_Data records:_
#####

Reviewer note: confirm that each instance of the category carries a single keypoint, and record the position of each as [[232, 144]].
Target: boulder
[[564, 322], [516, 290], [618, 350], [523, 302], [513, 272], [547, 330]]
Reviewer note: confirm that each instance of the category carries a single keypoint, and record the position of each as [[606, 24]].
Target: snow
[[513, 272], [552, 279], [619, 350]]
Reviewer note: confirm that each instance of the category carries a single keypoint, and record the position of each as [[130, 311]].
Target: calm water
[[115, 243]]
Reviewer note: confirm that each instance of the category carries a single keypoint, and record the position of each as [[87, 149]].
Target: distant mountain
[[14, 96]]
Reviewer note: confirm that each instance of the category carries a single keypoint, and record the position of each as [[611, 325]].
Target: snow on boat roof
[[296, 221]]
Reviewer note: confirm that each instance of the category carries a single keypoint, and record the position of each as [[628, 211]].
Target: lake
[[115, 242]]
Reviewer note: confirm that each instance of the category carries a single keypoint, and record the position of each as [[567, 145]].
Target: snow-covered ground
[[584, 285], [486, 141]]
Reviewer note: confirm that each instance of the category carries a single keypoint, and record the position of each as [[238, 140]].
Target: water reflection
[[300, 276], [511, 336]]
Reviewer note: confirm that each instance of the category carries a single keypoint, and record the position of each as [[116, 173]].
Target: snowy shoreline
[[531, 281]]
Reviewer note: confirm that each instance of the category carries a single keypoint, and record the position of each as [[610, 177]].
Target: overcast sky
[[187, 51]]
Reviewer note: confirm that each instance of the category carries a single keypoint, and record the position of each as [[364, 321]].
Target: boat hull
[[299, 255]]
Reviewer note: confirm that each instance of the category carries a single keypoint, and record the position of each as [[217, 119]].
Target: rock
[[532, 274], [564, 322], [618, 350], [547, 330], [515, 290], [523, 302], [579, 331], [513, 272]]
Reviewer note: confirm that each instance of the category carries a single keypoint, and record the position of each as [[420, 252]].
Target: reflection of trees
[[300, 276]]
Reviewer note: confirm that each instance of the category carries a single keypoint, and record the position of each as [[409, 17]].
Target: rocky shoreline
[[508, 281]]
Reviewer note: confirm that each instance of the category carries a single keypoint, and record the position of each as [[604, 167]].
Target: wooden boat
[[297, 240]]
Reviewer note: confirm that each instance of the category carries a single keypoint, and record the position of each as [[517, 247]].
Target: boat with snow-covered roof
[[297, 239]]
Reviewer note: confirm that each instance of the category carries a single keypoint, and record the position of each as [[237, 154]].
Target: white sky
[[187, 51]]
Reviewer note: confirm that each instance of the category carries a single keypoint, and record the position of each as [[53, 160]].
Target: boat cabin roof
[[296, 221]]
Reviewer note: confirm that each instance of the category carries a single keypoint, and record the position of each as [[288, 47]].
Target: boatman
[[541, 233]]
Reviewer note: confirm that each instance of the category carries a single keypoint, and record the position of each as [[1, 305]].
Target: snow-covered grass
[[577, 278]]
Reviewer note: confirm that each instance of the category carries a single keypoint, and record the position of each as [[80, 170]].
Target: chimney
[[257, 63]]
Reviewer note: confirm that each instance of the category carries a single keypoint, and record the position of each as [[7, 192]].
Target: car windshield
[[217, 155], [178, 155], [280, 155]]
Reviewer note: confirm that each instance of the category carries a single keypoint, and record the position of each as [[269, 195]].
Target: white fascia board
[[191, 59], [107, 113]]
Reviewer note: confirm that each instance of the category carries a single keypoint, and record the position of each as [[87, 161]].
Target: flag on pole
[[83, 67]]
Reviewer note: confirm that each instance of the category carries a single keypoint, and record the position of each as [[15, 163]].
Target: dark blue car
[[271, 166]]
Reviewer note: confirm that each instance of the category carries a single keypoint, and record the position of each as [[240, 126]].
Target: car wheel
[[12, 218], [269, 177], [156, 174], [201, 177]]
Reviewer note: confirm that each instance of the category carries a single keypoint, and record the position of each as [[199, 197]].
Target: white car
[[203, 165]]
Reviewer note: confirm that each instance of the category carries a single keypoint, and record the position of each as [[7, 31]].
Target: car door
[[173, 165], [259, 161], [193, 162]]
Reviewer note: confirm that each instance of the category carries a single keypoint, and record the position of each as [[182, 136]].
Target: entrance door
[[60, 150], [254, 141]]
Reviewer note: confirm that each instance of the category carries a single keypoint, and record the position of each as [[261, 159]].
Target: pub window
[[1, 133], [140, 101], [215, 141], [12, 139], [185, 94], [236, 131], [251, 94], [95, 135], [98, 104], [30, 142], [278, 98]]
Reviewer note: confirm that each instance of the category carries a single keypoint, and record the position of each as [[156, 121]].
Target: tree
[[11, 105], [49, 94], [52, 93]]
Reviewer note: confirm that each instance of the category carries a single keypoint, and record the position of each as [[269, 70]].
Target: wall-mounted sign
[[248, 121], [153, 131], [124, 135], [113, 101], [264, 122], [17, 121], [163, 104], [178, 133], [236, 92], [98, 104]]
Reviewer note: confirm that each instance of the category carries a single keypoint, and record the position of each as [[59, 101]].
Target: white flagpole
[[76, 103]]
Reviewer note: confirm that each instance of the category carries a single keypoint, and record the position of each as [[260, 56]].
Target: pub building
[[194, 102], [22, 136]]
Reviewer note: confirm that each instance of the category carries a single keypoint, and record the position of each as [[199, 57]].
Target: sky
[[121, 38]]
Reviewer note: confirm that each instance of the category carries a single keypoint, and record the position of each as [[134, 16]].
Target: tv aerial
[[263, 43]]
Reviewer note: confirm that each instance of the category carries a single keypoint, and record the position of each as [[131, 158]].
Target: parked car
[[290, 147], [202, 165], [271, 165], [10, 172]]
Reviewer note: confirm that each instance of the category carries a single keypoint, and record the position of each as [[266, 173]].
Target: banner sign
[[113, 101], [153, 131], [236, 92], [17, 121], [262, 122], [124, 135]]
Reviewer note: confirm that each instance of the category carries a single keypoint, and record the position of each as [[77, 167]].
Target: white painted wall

#####

_Written problem:_ Arrange the records above, from their start through the line containing "[[115, 243]]", as a two-column CSV with the header instruction,points. Each record gets one row, with its text in the first quoted field and its answer in the second, and every line break is turned into a space.

_Task result:_
instruction,points
"Reviewer note: confirm that each instance of the category carries a single keypoint, and record the position of each as [[232, 144]]. Target: boulder","[[564, 322], [516, 290], [618, 350], [523, 302], [513, 272], [547, 330]]"
"Reviewer note: confirm that each instance of the category carries a single keypoint, and record the position of each as [[606, 24]]. Target: snow","[[513, 272], [552, 279], [619, 350]]"
"Reviewer note: confirm that each instance of the category carries a single keypoint, and record the position of each as [[130, 311]]. Target: calm water","[[115, 243]]"